■ To do:
(a) Please quote the KMC Onstage article in full, word for word.
(b) Print the listing from its first line through the line that holds "113 154 131 194", inclusive, and no other lines.

■ Document passage:
________________________________________

KAISERSLAUTERN, Germany -- A way to meet people, get involved with a creative project and maybe spend a few minutes in the spotlight are three things that draw people to KMC Onstage in the Kaiserslautern Military Community.

The KMC Onstage is a community theater funded by the U.S. Army Garrison Rheinland-Pfalz Directorate of Family and Morale, Welfare and Recreation. There are 13 such Army community theaters in Europe, including eight in Germany, three in Italy and one each in Belgium and the Netherlands.

Each theater has an executive director and, maybe, a small staff, but like all community theaters around the world, the bulk of the work is done by volunteers.

"We wouldn't be able to put on a single production or sell a single ticket without volunteers," said Eric Danzeiser, KMC Onstage artistic director. "Volunteers are the theater's lifeblood and we're always looking for more volunteers."

Naythen Rinehart, who recently played the title role in "Young Frankenstein," said being on stage is only the most visible part of theater. There are many more "roles" for a volunteer to play.

"You can help build the sets, learn how to do lights or learn sound design," he said. "There are chances for new directors to direct smaller shows, there are opportunities to learn theater make-up, there are just a lot of things other than acting."

KMC Onstage has 12 productions a year between two facilities. The main stage, for larger productions is on Kleber Kaserne. Smaller, more intimate shows are held at the Kaiserslautern Community Activities Center on Daenner Kaserne.

The 12 shows include five musicals, two children's shows and one adults-only show, according to Danzeiser. The theater is currently finishing up its sold-out run of "Elf Jr. The Musical" while in the middle of rehearsals for "Footloose," which will run every weekend in February on the main stage. Meanwhile, "Five Women Wearing the Same Dress" is also in rehearsal and will run in the studio on Daenner Kaserne the last two weekends of January.

________________________________________

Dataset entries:
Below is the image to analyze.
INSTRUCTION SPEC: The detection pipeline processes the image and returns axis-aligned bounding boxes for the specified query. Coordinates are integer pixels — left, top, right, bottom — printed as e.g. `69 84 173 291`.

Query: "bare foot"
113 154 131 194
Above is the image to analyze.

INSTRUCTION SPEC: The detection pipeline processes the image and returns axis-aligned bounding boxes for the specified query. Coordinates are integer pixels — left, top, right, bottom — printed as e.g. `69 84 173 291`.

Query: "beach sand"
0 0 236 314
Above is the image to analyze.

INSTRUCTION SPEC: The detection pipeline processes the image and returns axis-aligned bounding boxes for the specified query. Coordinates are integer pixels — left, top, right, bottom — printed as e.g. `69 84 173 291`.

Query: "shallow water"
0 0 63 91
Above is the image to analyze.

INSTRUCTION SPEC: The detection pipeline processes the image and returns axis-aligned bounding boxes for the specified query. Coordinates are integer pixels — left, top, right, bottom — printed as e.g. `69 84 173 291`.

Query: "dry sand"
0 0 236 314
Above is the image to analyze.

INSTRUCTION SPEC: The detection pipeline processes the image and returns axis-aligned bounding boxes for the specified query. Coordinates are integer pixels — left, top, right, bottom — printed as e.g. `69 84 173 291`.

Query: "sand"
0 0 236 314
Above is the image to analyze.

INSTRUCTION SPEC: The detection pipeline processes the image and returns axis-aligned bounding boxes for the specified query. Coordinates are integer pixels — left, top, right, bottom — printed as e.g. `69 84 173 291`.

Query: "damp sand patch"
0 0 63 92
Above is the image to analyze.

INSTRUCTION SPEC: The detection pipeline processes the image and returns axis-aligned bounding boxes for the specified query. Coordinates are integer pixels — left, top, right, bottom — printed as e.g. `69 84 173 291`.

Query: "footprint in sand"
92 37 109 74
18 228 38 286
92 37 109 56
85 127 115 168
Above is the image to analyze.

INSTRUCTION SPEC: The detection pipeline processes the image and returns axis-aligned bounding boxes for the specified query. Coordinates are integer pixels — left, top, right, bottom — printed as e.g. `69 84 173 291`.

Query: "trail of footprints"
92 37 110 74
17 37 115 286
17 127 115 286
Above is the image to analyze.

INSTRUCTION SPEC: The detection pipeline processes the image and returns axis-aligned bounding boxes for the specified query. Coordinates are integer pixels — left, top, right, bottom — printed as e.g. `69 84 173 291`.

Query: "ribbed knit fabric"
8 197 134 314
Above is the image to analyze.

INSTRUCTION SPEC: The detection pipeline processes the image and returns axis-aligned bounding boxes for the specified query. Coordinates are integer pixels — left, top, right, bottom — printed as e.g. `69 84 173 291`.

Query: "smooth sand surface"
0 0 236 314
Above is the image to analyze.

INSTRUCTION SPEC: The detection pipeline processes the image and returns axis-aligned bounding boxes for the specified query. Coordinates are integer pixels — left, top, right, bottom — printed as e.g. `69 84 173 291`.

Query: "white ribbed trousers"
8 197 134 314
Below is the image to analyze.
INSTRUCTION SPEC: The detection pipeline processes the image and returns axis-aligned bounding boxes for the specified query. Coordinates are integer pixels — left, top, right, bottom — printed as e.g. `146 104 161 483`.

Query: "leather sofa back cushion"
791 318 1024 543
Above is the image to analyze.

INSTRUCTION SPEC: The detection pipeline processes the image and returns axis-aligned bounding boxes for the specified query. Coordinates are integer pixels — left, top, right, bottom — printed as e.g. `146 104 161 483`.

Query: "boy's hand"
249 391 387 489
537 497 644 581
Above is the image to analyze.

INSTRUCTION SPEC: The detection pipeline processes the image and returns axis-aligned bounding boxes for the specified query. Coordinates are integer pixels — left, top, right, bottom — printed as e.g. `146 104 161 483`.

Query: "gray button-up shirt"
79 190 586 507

________________________________________

■ Answers provided:
(a)
KAISERSLAUTERN, Germany -- A way to meet people, get involved with a creative project and maybe spend a few minutes in the spotlight are three things that draw people to KMC Onstage in the Kaiserslautern Military Community.

The KMC Onstage is a community theater funded by the U.S. Army Garrison Rheinland-Pfalz Directorate of Family and Morale, Welfare and Recreation. There are 13 such Army community theaters in Europe, including eight in Germany, three in Italy and one each in Belgium and the Netherlands.

Each theater has an executive director and, maybe, a small staff, but like all community theaters around the world, the bulk of the work is done by volunteers.

"We wouldn't be able to put on a single production or sell a single ticket without volunteers," said Eric Danzeiser, KMC Onstage artistic director. "Volunteers are the theater's lifeblood and we're always looking for more volunteers."

Naythen Rinehart, who recently played the title role in "Young Frankenstein," said being on stage is only the most visible part of theater. There are many more "roles" for a volunteer to play.

"You can help build the sets, learn how to do lights or learn sound design," he said. "There are chances for new directors to direct smaller shows, there are opportunities to learn theater make-up, there are just a lot of things other than acting."

KMC Onstage has 12 productions a year between two facilities. The main stage, for larger productions is on Kleber Kaserne. Smaller, more intimate shows are held at the Kaiserslautern Community Activities Center on Daenner Kaserne.

The 12 shows include five musicals, two children's shows and one adults-only show, according to Danzeiser. The theater is currently finishing up its sold-out run of "Elf Jr. The Musical" while in the middle of rehearsals for "Footloose," which will run every weekend in February on the main stage. Meanwhile, "Five Women Wearing the Same Dress" is also in rehearsal and will run in the studio on Daenner Kaserne the last two weekends of January.

(b)
Below is the image to analyze.
INSTRUCTION SPEC: The detection pipeline processes the image and returns axis-aligned bounding boxes for the specified query. Coordinates are integer pixels — left, top, right, bottom — printed as e.g. `69 84 173 291`.

Query: "bare foot"
113 154 131 194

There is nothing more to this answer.